--- begin Listed entries ---

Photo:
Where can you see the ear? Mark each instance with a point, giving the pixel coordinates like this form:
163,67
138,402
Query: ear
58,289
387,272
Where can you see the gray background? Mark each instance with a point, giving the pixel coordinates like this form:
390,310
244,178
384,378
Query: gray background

--- end Listed entries ---

What to do =>
Rewrite all of the records with every "instance" changed to "occurrence" and nothing else altered.

Solution to this task =>
Photo:
Where can you see the ear? Mark each occurrence with a point, giving the pixel coordinates like this form:
163,67
138,402
Query: ear
58,289
387,272
Where can you see the gray background? Mark each occurrence with a point, giving the pixel coordinates like this form:
390,310
244,178
384,378
Query: gray background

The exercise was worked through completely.